* _Instructions for the task_
Which document codes does the text about protecting country names in trademarks give for the reference documents and studies prepared by the Secretariat?

* _Text block_
============
Since then, the SCT has engaged with a number of reference documents
and studies (SCT/24/2, SCT/24/6, SCT/30/4) prepared by the Secretariat
which aimed to provide an overview of the law and practice of Member
States with regard to the protection of country names against registration
and use as trademarks.]
Jamaica, in introducing its proposal, said that the aim of the draft
joint recommendation was to encourage the consistent and comprehensive
treatment of country names in the context of trademarks. It added
that this recommendation was not meant to prescribe rules or to impose
additional obligations but to encourage a coherent and consistent
framework and collective approach to registration of trademarks which
contain or consist of country names.
Monaco said the Jamaican proposal was "extremely interesting"
and it should be discussed. It added that it had specific comments
on the articles but would engage on this "bilaterally".
Switzerland said that the proposal was an excellent basis to continue
in a specific and substantive way on the issue. It said that the Jamaican
proposal offered an opportunity to pass from theory to identify specific
concrete measures which could be taken to implement regional/national
and legal or administrative measures to protect country names.
The European Union said that it understood the importance of this
issue but also thought it was important to examine the current uses
of country names in the registration of trademarks to ensure that
it would not upset business practice where the use of country names
has become generic. It also stressed the importance of awareness-building
activities in this area.
Trinidad and Tobago confirmed its support for the Jamaican proposal,
noting the need for a more coherent and consistent framework for the
protection of country names. It also said that the joint recommendation
could be a reference guide and best practice for the protection of
country names.
The Jamaican submission was also welcomed by Guatemala, El Salvador,
Turkey, Colombia, Senegal and Hungary.
============
* _Dataset rows_
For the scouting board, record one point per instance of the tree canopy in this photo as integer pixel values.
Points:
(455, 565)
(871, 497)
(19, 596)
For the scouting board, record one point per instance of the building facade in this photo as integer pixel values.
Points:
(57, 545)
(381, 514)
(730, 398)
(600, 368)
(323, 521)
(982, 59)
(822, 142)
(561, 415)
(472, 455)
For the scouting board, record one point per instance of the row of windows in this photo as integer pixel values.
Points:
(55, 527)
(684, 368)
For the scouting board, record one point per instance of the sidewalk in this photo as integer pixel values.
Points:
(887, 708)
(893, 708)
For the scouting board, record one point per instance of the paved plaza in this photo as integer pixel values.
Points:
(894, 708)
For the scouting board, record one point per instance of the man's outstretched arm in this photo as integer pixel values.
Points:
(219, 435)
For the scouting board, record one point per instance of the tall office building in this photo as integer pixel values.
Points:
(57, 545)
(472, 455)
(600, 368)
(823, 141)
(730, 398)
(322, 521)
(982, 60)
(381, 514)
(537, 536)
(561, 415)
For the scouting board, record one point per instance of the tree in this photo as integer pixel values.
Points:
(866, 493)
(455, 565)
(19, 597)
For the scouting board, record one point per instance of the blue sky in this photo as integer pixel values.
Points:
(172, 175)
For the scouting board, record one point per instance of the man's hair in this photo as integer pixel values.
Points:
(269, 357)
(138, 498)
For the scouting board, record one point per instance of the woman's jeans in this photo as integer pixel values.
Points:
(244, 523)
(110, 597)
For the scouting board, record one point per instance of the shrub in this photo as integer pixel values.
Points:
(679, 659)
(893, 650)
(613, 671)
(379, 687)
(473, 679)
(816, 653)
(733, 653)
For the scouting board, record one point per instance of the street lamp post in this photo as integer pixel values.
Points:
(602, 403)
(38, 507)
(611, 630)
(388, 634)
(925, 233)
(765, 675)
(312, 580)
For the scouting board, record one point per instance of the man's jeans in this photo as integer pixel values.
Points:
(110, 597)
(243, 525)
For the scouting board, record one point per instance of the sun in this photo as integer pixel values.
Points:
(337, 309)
============
* _Reply_
SCT/24/2, SCT/24/6, SCT/30/4